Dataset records
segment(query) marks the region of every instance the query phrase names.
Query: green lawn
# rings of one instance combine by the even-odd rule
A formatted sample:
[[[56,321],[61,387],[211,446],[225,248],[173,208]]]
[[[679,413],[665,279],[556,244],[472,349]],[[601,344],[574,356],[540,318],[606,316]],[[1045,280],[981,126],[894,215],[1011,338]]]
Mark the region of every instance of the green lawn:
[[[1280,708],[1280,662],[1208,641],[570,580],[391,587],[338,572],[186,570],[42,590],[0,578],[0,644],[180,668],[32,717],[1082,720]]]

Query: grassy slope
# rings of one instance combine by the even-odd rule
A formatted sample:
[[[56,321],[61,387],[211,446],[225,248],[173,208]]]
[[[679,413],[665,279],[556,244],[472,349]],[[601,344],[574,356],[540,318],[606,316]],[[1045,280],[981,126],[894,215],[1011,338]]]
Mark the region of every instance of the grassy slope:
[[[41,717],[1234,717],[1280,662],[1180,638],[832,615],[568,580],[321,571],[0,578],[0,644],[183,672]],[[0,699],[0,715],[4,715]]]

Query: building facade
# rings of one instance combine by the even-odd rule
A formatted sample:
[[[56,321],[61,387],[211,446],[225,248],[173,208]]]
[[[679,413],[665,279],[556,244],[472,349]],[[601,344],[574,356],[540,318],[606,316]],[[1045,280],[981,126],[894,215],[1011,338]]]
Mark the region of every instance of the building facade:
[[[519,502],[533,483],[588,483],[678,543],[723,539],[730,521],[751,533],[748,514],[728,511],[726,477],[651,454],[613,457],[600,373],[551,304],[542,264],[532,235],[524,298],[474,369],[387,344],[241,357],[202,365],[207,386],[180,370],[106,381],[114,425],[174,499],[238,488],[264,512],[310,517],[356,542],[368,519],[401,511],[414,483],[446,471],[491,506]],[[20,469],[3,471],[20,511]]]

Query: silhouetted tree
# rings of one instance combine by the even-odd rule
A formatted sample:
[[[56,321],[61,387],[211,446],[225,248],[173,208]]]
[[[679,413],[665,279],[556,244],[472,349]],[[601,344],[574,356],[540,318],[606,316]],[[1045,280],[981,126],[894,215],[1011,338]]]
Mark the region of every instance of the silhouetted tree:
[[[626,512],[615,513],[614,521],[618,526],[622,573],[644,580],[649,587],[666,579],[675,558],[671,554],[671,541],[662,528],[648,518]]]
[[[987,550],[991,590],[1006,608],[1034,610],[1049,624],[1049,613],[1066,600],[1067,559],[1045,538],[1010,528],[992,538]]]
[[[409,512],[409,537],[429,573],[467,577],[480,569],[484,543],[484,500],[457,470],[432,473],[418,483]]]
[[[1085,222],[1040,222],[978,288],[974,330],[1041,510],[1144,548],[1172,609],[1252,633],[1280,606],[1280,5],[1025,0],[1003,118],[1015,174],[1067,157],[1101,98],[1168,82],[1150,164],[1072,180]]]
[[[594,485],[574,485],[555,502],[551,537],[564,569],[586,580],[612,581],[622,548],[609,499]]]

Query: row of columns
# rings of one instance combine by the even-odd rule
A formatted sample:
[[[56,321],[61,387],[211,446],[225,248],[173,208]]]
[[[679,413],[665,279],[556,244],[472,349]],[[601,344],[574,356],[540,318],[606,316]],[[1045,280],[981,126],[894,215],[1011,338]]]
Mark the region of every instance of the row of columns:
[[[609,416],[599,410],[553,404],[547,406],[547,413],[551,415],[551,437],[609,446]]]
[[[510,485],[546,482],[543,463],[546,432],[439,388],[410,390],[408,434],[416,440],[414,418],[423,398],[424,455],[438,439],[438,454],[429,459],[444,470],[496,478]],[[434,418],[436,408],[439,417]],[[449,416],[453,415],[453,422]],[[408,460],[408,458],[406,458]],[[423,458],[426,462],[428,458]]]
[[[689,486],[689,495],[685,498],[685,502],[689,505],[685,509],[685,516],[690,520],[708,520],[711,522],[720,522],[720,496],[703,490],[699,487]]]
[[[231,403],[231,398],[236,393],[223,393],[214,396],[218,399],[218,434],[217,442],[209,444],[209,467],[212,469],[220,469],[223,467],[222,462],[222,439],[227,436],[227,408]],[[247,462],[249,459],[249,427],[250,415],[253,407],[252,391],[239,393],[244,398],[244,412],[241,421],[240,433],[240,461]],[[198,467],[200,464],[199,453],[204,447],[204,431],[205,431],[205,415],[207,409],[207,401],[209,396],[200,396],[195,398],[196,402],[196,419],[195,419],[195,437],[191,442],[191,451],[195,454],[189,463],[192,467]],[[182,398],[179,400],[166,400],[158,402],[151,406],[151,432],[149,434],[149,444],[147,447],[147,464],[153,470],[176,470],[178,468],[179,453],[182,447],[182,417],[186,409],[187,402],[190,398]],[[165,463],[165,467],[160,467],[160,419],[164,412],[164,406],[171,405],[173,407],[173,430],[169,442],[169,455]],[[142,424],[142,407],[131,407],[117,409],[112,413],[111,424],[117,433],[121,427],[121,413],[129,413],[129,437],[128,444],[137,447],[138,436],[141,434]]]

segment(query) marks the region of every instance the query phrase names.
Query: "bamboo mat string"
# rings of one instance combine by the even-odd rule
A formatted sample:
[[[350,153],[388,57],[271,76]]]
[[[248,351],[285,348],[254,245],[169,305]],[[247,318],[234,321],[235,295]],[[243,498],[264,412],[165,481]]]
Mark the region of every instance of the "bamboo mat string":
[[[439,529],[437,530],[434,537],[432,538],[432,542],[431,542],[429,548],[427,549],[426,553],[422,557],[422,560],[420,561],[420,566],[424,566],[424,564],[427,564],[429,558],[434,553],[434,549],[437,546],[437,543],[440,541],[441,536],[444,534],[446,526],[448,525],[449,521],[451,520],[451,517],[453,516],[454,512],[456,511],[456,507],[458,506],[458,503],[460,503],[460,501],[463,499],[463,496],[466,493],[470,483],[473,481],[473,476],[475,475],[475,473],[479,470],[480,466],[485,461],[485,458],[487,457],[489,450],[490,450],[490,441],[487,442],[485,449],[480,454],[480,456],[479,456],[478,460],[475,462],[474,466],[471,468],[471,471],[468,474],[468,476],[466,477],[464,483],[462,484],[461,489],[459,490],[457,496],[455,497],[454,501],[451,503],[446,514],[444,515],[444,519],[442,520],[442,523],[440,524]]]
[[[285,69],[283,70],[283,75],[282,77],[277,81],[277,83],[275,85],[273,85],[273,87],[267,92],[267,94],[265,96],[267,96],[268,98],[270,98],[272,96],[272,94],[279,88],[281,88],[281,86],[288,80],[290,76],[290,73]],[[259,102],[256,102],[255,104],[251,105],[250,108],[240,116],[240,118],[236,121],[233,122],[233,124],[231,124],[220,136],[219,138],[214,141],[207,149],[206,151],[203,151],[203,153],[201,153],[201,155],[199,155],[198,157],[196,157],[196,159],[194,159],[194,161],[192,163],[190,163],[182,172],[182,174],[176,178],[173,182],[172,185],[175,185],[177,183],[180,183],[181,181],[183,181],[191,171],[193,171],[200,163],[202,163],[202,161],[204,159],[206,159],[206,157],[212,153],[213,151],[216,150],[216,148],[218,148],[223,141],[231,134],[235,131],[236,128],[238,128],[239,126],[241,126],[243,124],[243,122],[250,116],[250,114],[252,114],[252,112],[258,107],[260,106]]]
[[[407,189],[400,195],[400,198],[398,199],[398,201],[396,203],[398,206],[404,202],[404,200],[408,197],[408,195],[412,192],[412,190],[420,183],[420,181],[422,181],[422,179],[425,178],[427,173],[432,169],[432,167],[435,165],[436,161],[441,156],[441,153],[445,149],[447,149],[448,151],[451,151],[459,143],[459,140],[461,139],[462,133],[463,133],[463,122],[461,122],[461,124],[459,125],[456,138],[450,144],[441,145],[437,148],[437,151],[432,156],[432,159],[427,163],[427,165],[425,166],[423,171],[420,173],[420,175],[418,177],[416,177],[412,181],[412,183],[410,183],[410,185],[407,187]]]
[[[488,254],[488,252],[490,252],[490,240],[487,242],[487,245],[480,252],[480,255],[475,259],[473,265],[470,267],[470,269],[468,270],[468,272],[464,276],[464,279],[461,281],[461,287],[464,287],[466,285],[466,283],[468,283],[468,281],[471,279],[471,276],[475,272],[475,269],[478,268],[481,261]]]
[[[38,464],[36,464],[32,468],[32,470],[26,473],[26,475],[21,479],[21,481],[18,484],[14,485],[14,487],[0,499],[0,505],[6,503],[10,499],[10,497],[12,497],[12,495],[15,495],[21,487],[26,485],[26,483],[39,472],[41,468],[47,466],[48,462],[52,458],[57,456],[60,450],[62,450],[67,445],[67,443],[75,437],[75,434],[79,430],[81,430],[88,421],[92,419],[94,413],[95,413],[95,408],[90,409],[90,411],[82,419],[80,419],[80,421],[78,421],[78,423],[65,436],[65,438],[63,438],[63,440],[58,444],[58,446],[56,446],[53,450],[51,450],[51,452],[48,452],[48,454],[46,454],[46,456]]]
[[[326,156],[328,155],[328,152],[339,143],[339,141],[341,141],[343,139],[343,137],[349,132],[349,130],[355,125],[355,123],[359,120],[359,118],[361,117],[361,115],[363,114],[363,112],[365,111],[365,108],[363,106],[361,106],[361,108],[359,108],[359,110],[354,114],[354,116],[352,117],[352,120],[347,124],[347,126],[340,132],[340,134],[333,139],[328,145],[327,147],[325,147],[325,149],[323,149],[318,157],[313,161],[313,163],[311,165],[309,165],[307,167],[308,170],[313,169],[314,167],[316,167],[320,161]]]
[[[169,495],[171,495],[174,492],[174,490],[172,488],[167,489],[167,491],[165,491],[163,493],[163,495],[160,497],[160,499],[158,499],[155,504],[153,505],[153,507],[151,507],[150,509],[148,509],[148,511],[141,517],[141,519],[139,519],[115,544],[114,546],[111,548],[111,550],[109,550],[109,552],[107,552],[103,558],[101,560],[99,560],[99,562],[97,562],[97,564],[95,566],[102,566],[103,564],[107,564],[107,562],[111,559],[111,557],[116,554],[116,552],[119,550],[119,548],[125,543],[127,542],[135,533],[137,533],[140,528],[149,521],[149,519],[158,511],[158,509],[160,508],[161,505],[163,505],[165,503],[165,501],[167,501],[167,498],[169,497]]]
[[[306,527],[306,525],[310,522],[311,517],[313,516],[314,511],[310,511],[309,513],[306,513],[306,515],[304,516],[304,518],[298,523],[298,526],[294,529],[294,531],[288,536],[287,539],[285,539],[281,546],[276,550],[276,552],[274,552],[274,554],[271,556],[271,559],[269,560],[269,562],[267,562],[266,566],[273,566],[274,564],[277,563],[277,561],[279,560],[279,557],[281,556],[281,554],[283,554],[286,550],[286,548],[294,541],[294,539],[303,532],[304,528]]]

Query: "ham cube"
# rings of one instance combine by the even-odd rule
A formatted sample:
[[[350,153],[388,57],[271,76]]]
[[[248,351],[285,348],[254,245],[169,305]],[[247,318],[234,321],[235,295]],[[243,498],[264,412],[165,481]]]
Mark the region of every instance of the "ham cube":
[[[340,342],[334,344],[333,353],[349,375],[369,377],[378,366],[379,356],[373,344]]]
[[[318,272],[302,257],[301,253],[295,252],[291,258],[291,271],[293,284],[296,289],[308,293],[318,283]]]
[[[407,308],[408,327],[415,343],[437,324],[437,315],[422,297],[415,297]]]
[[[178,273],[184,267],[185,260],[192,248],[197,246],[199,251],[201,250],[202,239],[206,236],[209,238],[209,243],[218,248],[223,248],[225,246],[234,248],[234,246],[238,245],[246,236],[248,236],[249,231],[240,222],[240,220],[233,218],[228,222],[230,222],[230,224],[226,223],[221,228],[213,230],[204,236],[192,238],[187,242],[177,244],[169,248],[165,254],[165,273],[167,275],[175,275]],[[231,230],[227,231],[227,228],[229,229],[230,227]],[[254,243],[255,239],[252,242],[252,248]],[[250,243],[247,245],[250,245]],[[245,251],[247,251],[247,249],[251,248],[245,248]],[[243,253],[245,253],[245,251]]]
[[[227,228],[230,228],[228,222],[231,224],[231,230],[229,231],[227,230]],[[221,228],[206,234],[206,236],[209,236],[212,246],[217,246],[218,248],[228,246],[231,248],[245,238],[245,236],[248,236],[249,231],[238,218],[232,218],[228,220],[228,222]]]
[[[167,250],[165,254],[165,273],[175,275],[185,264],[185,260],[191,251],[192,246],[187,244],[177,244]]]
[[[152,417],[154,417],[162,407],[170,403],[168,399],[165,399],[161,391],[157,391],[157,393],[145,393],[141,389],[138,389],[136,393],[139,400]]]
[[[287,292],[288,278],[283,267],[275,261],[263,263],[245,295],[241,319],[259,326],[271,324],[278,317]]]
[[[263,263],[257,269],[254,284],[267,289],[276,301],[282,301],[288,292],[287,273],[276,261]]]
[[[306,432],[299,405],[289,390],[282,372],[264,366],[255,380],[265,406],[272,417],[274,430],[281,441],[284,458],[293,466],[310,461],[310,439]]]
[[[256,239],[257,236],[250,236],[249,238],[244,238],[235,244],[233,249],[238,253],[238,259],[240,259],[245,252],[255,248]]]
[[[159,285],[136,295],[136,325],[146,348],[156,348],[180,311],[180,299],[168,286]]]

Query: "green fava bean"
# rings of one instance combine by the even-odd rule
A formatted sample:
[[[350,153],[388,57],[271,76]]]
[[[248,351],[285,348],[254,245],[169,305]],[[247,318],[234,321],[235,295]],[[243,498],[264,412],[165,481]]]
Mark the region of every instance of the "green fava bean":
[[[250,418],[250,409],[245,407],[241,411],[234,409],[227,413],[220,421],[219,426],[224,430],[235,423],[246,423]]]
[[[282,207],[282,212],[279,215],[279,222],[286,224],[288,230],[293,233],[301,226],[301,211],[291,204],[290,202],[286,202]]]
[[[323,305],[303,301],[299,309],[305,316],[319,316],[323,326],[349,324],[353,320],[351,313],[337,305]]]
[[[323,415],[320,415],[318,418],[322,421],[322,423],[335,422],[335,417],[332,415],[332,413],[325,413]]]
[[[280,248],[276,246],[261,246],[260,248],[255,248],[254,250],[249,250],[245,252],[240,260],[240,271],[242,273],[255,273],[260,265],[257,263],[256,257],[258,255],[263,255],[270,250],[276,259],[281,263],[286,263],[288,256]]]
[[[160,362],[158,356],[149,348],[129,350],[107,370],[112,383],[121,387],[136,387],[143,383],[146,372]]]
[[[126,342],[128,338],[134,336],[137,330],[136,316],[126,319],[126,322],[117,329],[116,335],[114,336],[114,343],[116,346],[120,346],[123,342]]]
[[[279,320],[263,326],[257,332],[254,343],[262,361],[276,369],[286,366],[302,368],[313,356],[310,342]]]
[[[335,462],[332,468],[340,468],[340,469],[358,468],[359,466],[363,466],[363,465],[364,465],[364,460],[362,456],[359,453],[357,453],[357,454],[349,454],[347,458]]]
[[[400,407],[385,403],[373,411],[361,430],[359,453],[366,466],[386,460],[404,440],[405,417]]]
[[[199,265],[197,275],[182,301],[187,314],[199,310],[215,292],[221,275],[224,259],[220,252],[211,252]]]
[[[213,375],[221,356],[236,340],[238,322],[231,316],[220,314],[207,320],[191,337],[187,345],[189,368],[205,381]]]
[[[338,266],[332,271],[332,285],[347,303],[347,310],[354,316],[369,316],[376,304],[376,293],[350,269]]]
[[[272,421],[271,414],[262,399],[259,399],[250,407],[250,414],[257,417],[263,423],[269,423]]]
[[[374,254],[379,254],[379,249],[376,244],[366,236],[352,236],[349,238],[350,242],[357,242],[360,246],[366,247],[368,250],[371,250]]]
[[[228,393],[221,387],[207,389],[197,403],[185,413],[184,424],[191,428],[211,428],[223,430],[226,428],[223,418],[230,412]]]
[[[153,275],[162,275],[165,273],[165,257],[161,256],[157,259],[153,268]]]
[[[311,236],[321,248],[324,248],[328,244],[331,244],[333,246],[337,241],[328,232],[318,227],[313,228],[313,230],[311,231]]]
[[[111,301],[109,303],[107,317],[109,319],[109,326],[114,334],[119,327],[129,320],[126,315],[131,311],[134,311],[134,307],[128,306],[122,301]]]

◆ Exercise ◆
Above are the entries. Output exactly the lines beginning with the line that has "Mark the region of every instance of the grassy" and ending with the line that has "Query: row of columns".

◆ Result of this exercise ◆
Mark the region of every instance of the grassy slope:
[[[41,717],[1234,717],[1280,662],[1180,638],[832,615],[568,580],[321,571],[0,578],[0,644],[183,672]],[[0,699],[0,715],[4,715]]]

Query: building facade
# rings of one instance combine by the even-odd rule
A formatted sample:
[[[56,321],[61,387],[211,446],[225,248],[173,208]]]
[[[679,413],[665,279],[556,244],[472,349]],[[601,344],[574,356],[540,318],[606,316]],[[1045,280],[981,126],[894,215],[1011,338]]]
Mark the region of every instance of the building facade:
[[[519,502],[533,483],[588,483],[678,543],[723,539],[730,521],[751,533],[748,514],[728,511],[726,477],[651,454],[613,457],[600,373],[551,304],[542,264],[532,235],[524,298],[474,369],[387,344],[241,357],[202,365],[207,386],[180,370],[106,381],[114,425],[174,499],[238,488],[264,512],[310,517],[356,542],[368,519],[401,511],[414,483],[446,471],[491,506]],[[20,469],[3,471],[20,511]]]

Query: silhouetted tree
# rings of one instance combine by the even-odd rule
A formatted sample:
[[[56,321],[61,387],[211,446],[225,248],[173,208]]]
[[[679,413],[665,279],[556,244],[472,349]],[[601,344],[574,356],[540,318],[606,316]],[[1045,280],[981,126],[894,215],[1011,338]]]
Mark the region of every instance of the silhouetted tree:
[[[626,512],[615,513],[614,521],[618,526],[622,573],[644,580],[649,587],[666,579],[675,558],[671,554],[671,541],[662,528],[648,518]]]
[[[987,550],[991,590],[1006,608],[1034,610],[1049,624],[1049,613],[1066,600],[1067,559],[1045,538],[1010,528],[992,538]]]
[[[409,512],[409,537],[429,573],[467,577],[480,569],[484,543],[484,500],[457,470],[432,473],[418,483]]]
[[[1085,222],[1040,222],[978,288],[974,330],[1041,510],[1144,548],[1172,609],[1252,633],[1280,606],[1280,5],[1025,0],[1003,118],[1015,174],[1067,157],[1101,98],[1168,82],[1150,164],[1072,180]]]
[[[594,485],[574,485],[555,502],[551,537],[564,569],[586,580],[612,581],[622,548],[609,499]]]

Query: row of columns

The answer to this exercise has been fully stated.